═══ Dataset extract

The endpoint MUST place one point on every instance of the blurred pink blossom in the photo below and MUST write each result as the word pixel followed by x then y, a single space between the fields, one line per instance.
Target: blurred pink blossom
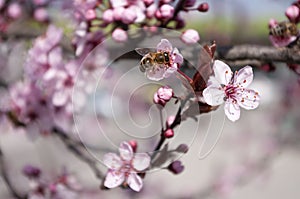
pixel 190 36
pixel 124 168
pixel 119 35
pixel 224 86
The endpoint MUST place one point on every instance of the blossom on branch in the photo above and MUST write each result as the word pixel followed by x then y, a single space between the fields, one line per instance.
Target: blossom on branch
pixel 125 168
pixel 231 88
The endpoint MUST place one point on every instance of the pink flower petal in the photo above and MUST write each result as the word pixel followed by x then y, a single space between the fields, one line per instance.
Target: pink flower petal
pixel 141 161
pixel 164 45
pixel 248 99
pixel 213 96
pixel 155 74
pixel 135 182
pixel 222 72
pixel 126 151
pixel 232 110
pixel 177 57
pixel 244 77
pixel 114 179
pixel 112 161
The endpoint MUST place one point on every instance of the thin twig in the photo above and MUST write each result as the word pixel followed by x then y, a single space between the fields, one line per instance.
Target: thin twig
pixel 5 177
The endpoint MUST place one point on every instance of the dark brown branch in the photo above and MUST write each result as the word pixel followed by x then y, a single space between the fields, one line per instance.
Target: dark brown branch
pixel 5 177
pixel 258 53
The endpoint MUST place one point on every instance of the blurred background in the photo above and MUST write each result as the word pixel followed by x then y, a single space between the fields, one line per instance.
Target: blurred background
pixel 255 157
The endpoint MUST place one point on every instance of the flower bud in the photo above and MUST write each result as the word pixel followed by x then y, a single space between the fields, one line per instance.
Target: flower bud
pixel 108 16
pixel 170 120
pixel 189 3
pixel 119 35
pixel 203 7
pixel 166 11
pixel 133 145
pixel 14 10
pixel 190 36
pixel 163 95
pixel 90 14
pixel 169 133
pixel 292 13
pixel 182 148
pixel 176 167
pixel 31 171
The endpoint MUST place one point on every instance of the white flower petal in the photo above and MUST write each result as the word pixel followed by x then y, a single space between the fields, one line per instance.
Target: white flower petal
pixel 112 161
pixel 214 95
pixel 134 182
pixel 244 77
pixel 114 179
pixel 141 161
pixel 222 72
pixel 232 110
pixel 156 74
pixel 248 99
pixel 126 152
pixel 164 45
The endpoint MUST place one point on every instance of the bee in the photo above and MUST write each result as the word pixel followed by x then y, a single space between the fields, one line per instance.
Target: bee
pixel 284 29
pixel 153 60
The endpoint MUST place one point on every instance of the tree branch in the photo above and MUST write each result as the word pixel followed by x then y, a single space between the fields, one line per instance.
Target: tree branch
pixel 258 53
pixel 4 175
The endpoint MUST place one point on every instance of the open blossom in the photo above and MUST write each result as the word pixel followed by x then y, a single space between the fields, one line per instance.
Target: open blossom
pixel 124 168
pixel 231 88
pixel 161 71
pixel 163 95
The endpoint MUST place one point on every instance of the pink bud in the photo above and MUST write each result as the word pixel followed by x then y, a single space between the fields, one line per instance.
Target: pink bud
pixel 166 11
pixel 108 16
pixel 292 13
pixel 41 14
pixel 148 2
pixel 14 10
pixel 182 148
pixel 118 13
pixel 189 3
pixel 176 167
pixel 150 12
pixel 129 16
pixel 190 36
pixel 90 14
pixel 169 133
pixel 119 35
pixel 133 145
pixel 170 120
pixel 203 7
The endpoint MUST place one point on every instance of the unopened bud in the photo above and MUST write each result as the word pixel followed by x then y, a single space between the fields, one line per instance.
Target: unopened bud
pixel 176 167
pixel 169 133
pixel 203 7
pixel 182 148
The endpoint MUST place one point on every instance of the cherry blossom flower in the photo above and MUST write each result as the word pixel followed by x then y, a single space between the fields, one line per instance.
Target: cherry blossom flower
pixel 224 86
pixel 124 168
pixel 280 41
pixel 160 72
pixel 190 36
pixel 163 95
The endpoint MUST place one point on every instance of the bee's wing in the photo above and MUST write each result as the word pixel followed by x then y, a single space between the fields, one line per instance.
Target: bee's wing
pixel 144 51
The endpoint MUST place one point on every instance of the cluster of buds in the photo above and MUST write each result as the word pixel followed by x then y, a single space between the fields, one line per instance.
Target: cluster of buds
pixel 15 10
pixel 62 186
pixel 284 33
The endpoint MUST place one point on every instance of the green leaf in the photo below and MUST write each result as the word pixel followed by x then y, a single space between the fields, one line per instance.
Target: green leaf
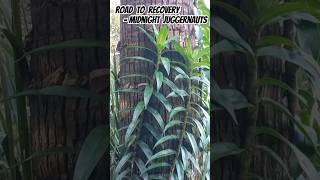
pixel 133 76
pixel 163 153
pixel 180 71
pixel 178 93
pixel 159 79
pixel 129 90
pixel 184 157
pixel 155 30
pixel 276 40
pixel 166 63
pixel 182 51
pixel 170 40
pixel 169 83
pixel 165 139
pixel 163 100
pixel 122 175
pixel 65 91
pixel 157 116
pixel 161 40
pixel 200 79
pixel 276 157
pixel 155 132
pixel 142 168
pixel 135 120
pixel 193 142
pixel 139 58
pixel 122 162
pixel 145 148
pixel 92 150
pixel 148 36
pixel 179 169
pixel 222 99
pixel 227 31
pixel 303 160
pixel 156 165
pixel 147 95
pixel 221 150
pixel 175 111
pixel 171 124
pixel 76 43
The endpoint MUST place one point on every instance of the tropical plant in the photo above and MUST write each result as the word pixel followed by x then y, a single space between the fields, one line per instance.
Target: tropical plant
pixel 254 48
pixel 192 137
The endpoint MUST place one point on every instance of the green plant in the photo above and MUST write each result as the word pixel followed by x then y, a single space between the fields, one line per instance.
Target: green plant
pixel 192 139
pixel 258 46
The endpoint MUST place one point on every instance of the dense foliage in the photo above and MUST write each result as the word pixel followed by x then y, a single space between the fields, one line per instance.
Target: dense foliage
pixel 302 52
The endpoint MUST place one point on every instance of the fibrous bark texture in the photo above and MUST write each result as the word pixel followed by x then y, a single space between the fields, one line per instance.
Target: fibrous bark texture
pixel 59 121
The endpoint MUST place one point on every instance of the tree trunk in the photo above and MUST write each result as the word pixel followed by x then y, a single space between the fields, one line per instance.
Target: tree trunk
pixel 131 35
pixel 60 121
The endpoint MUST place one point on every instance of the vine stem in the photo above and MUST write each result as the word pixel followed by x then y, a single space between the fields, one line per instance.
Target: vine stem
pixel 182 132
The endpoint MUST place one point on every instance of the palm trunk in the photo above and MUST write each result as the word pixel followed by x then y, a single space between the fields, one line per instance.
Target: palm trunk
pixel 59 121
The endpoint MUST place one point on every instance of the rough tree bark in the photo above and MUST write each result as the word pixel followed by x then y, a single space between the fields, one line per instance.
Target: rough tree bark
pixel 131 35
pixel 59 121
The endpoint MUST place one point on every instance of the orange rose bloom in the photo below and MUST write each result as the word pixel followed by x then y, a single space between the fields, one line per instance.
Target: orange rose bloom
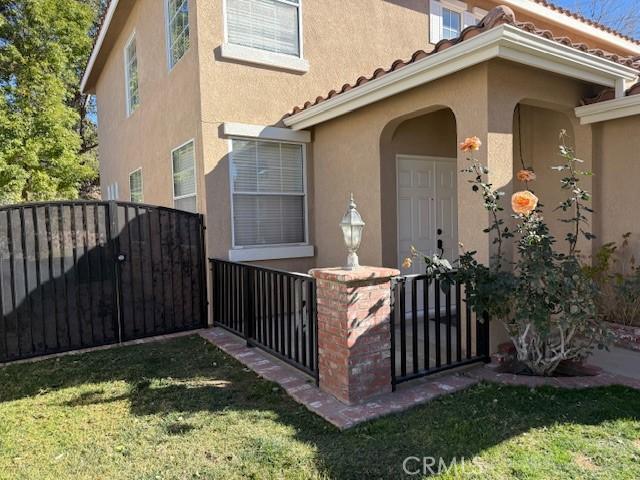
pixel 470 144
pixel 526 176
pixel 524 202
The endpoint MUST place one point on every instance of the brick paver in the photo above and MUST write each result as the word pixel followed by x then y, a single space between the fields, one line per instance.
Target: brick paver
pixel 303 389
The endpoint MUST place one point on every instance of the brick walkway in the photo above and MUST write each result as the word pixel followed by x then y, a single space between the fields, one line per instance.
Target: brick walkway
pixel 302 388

══════

◆ **What you have to do**
Print the entire listing above again, line for line and without any changes, but leave the pictures out.

◆ **Complete output**
The endpoint MUST place one point on every instance of the blurred pink blossom in the photo below and MUST write each result as the word pixel followed by x then y, a single space between the fields, one line per instance.
Target: blurred pink blossom
pixel 190 36
pixel 124 168
pixel 119 35
pixel 224 86
The endpoint MUST place one point on every instance of the blossom on branch in the photo above and MUST write each result as the word pixel followed by x then y, a single space between the fields, one line per instance.
Target: blossom on branch
pixel 125 168
pixel 231 88
The endpoint MUST place one point on every instance of the pink flower petal in the photo above and MUST write each result as the word pixel followed by x then y, a single space between the fields, one line per instance.
Target: pink flower petal
pixel 141 161
pixel 164 45
pixel 248 99
pixel 213 96
pixel 155 74
pixel 135 182
pixel 222 72
pixel 126 151
pixel 232 110
pixel 177 57
pixel 244 77
pixel 114 179
pixel 112 161
The endpoint MUST place one point on every instance of the thin twig in the photo above and MUST write each result as the word pixel followed by x then y, a single space between the fields, one line per instance.
Target: thin twig
pixel 5 177
The endpoint MUST place one point on every instance of the dark brown branch in the photo above and MUST write each result as the word pixel followed by x then y, a single space between the fields, one line per instance.
Target: dark brown branch
pixel 5 177
pixel 258 53
The endpoint MUST place one point on every instance of the blurred background in the photo above and MUST write each result as the word pixel followed by x then y, a single space between the fields, one line per instance.
Target: blurred background
pixel 255 157
The endpoint MUST place one point on every instance of the flower bud in the photo above and MUST write each result as the word pixel followed by x then y, a single space between the fields, one line per instance.
Target: flower bud
pixel 108 16
pixel 170 120
pixel 189 3
pixel 119 35
pixel 203 7
pixel 166 11
pixel 133 145
pixel 14 10
pixel 190 36
pixel 163 95
pixel 90 14
pixel 169 133
pixel 292 13
pixel 182 148
pixel 176 167
pixel 31 171
The endpoint MUST place one point on every instance of the white flower petal in the photo above and MUST write each result as the word pixel followed by x then y, a single space between the fields, one line per instance.
Target: white flower petal
pixel 112 161
pixel 214 95
pixel 134 182
pixel 244 77
pixel 114 179
pixel 141 161
pixel 222 72
pixel 232 110
pixel 156 74
pixel 248 99
pixel 126 152
pixel 164 45
The endpoint MUST place one point on every instance of the bee in the photo above and MUST write each result as the word pixel followed by x then y, a single space between the fields, one line per instance.
Target: bee
pixel 284 29
pixel 153 60
The endpoint MUST place one point on every instance of the tree branch in the photo above and MUST write each result as the word pixel followed by x then y, a single space between the fields, one line per instance.
Target: tree branch
pixel 258 53
pixel 4 175
The endpoint MUST place one point on every instance of the open blossom in the photo above and MUST write each result as the word pixel followed by x then y, a single space between the fields, one line per instance.
Target: open blossom
pixel 124 168
pixel 231 88
pixel 161 71
pixel 163 95
The endpoint MUST place one point on every instance of the pink bud in the photo above and MUST write each result as the word pixel followed by x then y, a single space between the fields, one line per instance.
Target: pink bud
pixel 166 11
pixel 108 16
pixel 292 13
pixel 41 14
pixel 148 2
pixel 14 10
pixel 182 148
pixel 118 13
pixel 189 3
pixel 176 167
pixel 150 12
pixel 129 16
pixel 190 36
pixel 90 14
pixel 169 133
pixel 119 35
pixel 133 145
pixel 170 120
pixel 203 7
The endpoint MUST place one point on every instance of the unopened bud in the photo above and MUST write each result as the word pixel followed by x then y, a single space between the fields, one line per instance.
Target: unopened bud
pixel 176 167
pixel 169 133
pixel 203 7
pixel 182 148
The endpoint MUST place one point on every instance of the cherry blossom flower in the photo above and MUST write each result as the word pixel followed by x then y, a single space between the fields, one line per instance.
Target: cherry blossom flower
pixel 224 86
pixel 124 168
pixel 280 41
pixel 160 72
pixel 190 36
pixel 163 95
The endpoint MUST place one point on every instance of the bee's wing in the photo above and MUST write each result as the word pixel followed by x then y, a single space between the fields, one line per instance.
Target: bee's wing
pixel 144 51
The endpoint MUST place one point on every instance of the cluster of buds in the photo above and MUST write each result as the word pixel followed by x then y, a single space between the fields, one line per instance.
Target: cluster of buds
pixel 15 10
pixel 62 186
pixel 284 33
The endpoint MUST place one point on every instance of the green leaf in the photo below and MUST write each result as the word pixel followed by x then y, a single space between the fields, one line per instance.
Target: green leaf
pixel 133 76
pixel 163 153
pixel 180 71
pixel 178 93
pixel 159 79
pixel 129 90
pixel 184 157
pixel 155 30
pixel 276 40
pixel 166 63
pixel 182 51
pixel 170 40
pixel 169 83
pixel 165 139
pixel 163 100
pixel 122 175
pixel 65 91
pixel 157 116
pixel 161 40
pixel 200 79
pixel 276 157
pixel 155 132
pixel 142 168
pixel 135 120
pixel 193 142
pixel 139 58
pixel 122 162
pixel 145 148
pixel 92 150
pixel 148 36
pixel 179 169
pixel 222 99
pixel 227 31
pixel 303 160
pixel 156 165
pixel 147 95
pixel 221 150
pixel 175 111
pixel 171 124
pixel 76 43
The endpoint MUST place one point on every instance of the tropical plant in the photo above and MUST write each result as the word pixel followed by x then y, a single space between the fields, one line per instance.
Target: tropical plant
pixel 254 48
pixel 192 137
The endpoint MUST place one point on every instance of the green plant in the photo above and MUST write each result as the word pixel followed by x then y, a single space between the fields, one line per instance.
Target: green plant
pixel 192 139
pixel 258 46
The endpoint MUST place one point on every instance of the dense foliage in the photo above and MUST write each result as the word pixel followed by x then y, a single space between the fields, one line per instance.
Target: dense foliage
pixel 302 52
The endpoint MUST place one point on every instance of the fibrous bark texture in the photo above and MUST write each result as the word pixel followed by x then y, a single space between the fields, one line per instance.
Target: fibrous bark texture
pixel 59 121
The endpoint MUST place one point on every instance of the tree trunk in the photo above and MUST write each result as the word pixel followed by x then y, a single space between the fields, one line per instance.
Target: tree trunk
pixel 131 35
pixel 60 121
The endpoint MUST place one point on every instance of the vine stem in the photo above and MUST write each result as the word pixel followed by x then y, a single space between the fields, one line per instance.
Target: vine stem
pixel 182 132
The endpoint MUST place one point on every instance of the palm trunk in the photo above and MUST write each result as the word pixel followed by x then y, a single space between the fields, one line per instance.
Target: palm trunk
pixel 59 121
The endpoint MUST place one point on every instance of the rough tree bark in the photo above and MUST write each result as the word pixel followed by x then y, a single space between the fields, one line per instance.
Target: rough tree bark
pixel 131 35
pixel 59 121
The endpoint MUST place one point on every instance of the orange rose bloom in the photo below and MUST write each result as the word pixel followed by x then y, a single space between the fields, one line per instance.
Target: orange rose bloom
pixel 470 144
pixel 526 176
pixel 524 202
The endpoint MUST place one point on every instance of the brick paver in the photo above and MUST write each result as the word pixel followed by x then y, a single space between the fields, one line per instance.
Target: brick paver
pixel 303 389
The endpoint MUST place one point on every instance of the brick walkway in the photo above and MUST write each result as the word pixel followed by x then y, a single space between the fields, one line per instance.
Target: brick walkway
pixel 302 388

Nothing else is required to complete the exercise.